What this task involves:
Transcribe every line of the records below without any alteration.
══ Dataset extract
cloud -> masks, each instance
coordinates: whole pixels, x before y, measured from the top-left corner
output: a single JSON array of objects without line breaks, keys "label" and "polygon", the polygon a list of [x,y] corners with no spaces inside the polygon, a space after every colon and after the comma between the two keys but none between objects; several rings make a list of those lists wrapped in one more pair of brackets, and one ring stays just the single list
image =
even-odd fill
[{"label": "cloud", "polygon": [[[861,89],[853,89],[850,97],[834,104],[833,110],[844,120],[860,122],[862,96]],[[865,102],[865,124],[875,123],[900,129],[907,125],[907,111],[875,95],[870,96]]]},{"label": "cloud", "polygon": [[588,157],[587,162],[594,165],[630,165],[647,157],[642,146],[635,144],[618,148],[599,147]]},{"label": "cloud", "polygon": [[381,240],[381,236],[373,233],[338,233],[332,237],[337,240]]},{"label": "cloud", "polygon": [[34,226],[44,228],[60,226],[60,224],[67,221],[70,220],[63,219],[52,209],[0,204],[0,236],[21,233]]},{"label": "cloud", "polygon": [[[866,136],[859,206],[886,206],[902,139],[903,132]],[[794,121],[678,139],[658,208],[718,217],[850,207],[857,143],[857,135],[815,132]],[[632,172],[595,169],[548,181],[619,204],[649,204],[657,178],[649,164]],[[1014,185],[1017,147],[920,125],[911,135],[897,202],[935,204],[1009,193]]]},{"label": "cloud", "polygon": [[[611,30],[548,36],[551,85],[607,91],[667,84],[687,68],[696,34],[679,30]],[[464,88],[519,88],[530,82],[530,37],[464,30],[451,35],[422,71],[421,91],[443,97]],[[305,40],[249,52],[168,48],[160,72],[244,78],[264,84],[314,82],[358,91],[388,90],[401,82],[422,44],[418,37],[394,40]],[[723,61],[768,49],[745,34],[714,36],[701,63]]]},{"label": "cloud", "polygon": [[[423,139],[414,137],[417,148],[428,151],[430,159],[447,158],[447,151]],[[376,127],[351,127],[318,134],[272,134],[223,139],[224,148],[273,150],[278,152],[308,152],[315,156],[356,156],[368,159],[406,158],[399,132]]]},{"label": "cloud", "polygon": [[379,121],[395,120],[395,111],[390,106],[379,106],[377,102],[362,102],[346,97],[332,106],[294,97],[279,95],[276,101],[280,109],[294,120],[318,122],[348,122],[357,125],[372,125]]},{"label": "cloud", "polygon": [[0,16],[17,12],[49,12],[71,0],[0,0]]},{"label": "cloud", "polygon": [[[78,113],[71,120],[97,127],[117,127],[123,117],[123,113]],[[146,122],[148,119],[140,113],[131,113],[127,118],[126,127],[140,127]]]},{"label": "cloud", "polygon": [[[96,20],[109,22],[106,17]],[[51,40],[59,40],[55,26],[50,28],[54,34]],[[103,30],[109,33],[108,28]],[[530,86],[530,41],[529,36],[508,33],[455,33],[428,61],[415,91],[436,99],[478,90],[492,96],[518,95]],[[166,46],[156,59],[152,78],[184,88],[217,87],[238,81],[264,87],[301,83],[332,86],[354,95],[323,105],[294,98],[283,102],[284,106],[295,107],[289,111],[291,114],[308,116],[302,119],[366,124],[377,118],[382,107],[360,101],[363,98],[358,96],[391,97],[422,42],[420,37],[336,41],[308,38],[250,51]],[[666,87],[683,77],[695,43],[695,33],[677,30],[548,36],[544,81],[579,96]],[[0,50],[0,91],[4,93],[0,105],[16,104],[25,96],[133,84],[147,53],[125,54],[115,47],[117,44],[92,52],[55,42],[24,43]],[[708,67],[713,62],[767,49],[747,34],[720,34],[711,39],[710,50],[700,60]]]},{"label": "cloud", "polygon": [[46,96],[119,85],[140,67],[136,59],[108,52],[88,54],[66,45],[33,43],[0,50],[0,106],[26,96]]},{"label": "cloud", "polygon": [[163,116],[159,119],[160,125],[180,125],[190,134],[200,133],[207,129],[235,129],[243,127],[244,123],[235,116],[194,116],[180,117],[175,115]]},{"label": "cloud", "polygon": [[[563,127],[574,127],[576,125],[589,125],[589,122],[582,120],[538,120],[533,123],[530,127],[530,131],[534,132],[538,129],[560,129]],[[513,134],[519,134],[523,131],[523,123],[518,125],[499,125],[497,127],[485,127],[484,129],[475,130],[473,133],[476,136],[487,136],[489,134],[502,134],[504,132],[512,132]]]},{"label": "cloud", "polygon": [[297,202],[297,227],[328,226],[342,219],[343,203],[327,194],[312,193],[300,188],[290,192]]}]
════
Exercise response:
cloud -> masks, each instance
coordinates: whole pixels, x before y, measured from the top-left corner
output: a single JSON array of objects without line breaks, keys "label" and "polygon", the polygon a list of [x,y] corners with no spaces inside the polygon, a space after every colon and after the comma between the two keys but none between objects; several rings make a list of those lists wrapped in one more pair of brackets, and one ring stays just the single list
image =
even-odd fill
[{"label": "cloud", "polygon": [[[861,89],[853,89],[850,97],[834,104],[833,110],[844,120],[860,122],[862,96]],[[865,102],[865,124],[875,123],[900,129],[907,125],[907,111],[875,95],[870,96]]]},{"label": "cloud", "polygon": [[588,157],[587,162],[594,165],[630,165],[647,157],[642,146],[635,144],[618,148],[599,147]]},{"label": "cloud", "polygon": [[381,240],[381,236],[373,233],[338,233],[332,237],[337,240]]},{"label": "cloud", "polygon": [[34,226],[44,228],[60,226],[60,224],[67,221],[70,220],[63,219],[52,209],[0,204],[0,236],[21,233]]},{"label": "cloud", "polygon": [[[866,136],[859,206],[886,206],[902,139],[903,132]],[[794,121],[678,139],[658,208],[718,217],[850,207],[857,143],[857,135],[815,132]],[[632,172],[595,169],[548,181],[619,204],[649,204],[657,178],[649,164]],[[1014,185],[1017,147],[920,125],[911,135],[897,202],[935,204],[1009,193]]]},{"label": "cloud", "polygon": [[[611,30],[548,36],[551,85],[607,91],[667,84],[687,68],[696,34],[679,30]],[[464,88],[519,88],[530,82],[530,37],[464,30],[451,35],[422,71],[421,91],[443,97]],[[305,40],[249,52],[168,48],[160,72],[244,78],[264,84],[314,82],[358,91],[388,90],[401,82],[422,44],[418,37],[394,40]],[[723,61],[768,49],[745,34],[714,36],[701,63]]]},{"label": "cloud", "polygon": [[[423,139],[414,137],[417,148],[428,151],[430,159],[447,158],[447,151]],[[376,127],[351,127],[318,134],[272,134],[223,139],[224,148],[273,150],[278,152],[308,152],[315,156],[356,156],[368,159],[406,158],[399,132]]]},{"label": "cloud", "polygon": [[379,121],[395,120],[395,111],[390,106],[379,106],[377,102],[362,102],[346,97],[332,106],[294,97],[279,95],[276,101],[280,109],[294,120],[318,122],[348,122],[357,125],[372,125]]},{"label": "cloud", "polygon": [[0,16],[17,12],[49,12],[71,0],[0,0]]},{"label": "cloud", "polygon": [[[78,113],[71,120],[97,127],[117,127],[123,117],[123,113]],[[146,122],[148,119],[140,113],[131,113],[127,118],[126,127],[140,127]]]},{"label": "cloud", "polygon": [[[96,20],[109,22],[106,17]],[[51,40],[59,40],[55,26],[50,28],[54,34]],[[103,30],[109,33],[108,28]],[[530,86],[530,41],[529,36],[508,33],[455,33],[428,61],[415,91],[436,99],[478,90],[492,96],[518,95]],[[166,46],[156,59],[152,78],[184,88],[217,87],[238,81],[264,87],[301,83],[332,86],[354,95],[323,105],[294,98],[283,102],[284,106],[295,107],[289,111],[291,114],[308,116],[302,119],[366,124],[377,118],[382,107],[360,101],[363,98],[358,96],[391,97],[422,42],[420,37],[336,41],[308,38],[250,51]],[[666,87],[683,77],[695,43],[695,33],[677,30],[548,36],[544,81],[579,96]],[[0,50],[0,91],[4,93],[0,105],[16,104],[25,96],[133,84],[147,53],[125,54],[115,47],[117,44],[92,52],[55,42],[24,43]],[[708,67],[713,62],[767,49],[747,34],[720,34],[711,39],[710,50],[700,60]]]},{"label": "cloud", "polygon": [[46,96],[119,85],[140,67],[136,59],[108,52],[88,54],[66,45],[33,43],[0,50],[0,106],[26,96]]},{"label": "cloud", "polygon": [[163,116],[159,119],[160,125],[180,125],[190,134],[200,133],[207,129],[235,129],[243,127],[244,123],[235,116],[194,116],[180,117],[175,115]]},{"label": "cloud", "polygon": [[[563,127],[574,127],[576,125],[589,125],[589,122],[582,120],[538,120],[533,123],[530,127],[530,131],[534,132],[538,129],[560,129]],[[513,134],[519,134],[523,131],[523,123],[518,125],[499,125],[497,127],[485,127],[484,129],[475,130],[473,133],[476,136],[487,136],[489,134],[502,134],[504,132],[512,132]]]},{"label": "cloud", "polygon": [[297,202],[297,227],[328,226],[342,219],[343,203],[327,194],[312,193],[300,188],[290,192]]}]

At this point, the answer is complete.